A recent study by researchers from the Centers for Disease Control and Prevention found that most mothers plan to exclusively breastfeed for at least three months, but only one-third of them actually do.
The World Health Organization and the American Academy of Pediatrics recommend that mothers breast-feed exclusively (only breast milk and medications or micronutrient supplements, but no other liquids or solids) for about the first six months of their infants’ lives.
Studies have shown that most mothers in the U.S. do not exclusively breastfeed their infants for six months, but little was known about how long mothers had planned to breastfeed. In a new study, “Baby-Friendly Hospital Practices and Meeting Exclusive Breastfeeding Intention,” in the July 2012 issue of Pediatrics, researchers at the Centers for Disease Control and Prevention surveyed pregnant women about their intentions for exclusive breastfeeding and then followed up with monthly surveys over the next year. The study authors found 85 percent of mothers who planned to exclusively breast-feed intended to do so for three months or longer. However, only 32.4 percent of mothers exclusively breast-fed for as long as they intended.

▶ DATA PROVIDED
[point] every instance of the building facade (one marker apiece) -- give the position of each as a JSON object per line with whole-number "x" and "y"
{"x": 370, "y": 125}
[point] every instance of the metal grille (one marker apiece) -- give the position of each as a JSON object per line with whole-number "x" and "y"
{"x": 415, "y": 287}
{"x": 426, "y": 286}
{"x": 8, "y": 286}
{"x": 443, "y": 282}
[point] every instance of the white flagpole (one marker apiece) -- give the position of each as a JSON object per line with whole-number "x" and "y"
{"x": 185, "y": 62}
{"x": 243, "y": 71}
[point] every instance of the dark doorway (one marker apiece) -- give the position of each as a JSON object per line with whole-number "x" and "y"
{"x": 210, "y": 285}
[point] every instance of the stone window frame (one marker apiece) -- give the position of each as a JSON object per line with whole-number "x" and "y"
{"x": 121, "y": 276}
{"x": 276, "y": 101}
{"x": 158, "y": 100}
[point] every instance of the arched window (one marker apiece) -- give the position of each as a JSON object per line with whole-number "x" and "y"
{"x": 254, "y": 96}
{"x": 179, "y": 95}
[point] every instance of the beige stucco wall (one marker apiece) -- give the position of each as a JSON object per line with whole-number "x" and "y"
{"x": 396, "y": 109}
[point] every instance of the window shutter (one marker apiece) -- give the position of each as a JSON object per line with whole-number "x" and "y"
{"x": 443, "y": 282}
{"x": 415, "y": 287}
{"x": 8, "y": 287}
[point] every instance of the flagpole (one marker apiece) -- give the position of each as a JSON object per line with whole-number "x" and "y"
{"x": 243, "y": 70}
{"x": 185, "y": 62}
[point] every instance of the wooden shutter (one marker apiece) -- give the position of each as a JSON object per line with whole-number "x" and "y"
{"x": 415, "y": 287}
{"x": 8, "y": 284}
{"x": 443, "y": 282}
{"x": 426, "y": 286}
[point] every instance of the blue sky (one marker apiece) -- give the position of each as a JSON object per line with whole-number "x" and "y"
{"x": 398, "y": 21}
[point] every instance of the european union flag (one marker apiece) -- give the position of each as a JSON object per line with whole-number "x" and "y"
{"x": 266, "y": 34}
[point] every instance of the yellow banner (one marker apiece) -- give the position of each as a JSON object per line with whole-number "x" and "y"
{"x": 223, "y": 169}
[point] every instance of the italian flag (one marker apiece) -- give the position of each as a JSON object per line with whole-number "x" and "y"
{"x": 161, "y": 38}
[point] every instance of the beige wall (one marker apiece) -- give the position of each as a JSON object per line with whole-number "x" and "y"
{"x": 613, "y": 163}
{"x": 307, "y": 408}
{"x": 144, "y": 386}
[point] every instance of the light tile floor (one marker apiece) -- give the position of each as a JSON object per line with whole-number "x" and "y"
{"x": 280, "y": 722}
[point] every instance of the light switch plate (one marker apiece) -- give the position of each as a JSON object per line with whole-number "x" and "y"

▶ REQUIRED TASKS
1. Answer these from the breastfeeding article:
(a) Which two organizations recommend exclusive breastfeeding for about the first six months?
(b) In which issue of which journal did the study appear?
(c) What percentage of mothers exclusively breast-fed for as long as they intended?
2. Duplicate everything in the breastfeeding article from "The World Health" down to "their infants’ lives.".
3. Go on with the breastfeeding article from the point where it stops.
The entries have no role in this work.

▶ RESPONSES FOR EACH TASK
1.
(a) The World Health Organization and the American Academy of Pediatrics
(b) The July 2012 issue of Pediatrics
(c) 32.4 percent

2.
The World Health Organization and the American Academy of Pediatrics recommend that mothers breast-feed exclusively (only breast milk and medications or micronutrient supplements, but no other liquids or solids) for about the first six months of their infants’ lives.

3.
Mothers who were married and who already had a previous baby were more likely to breastfeed as long as they had planned. Other factors that improved the chances a mother would meet her goals included beginning breastfeeding within an hour of birth and not being given supplemental formula feedings or pacifiers in the hospital. Mothers who were obese, smoked or had a longer intended breastfeeding duration were less likely to meet their intention. Study authors conclude that increasing baby-friendly hospital practices, particularly giving only breast milk in the hospital, may help more mothers breastfeed for as long as they intend.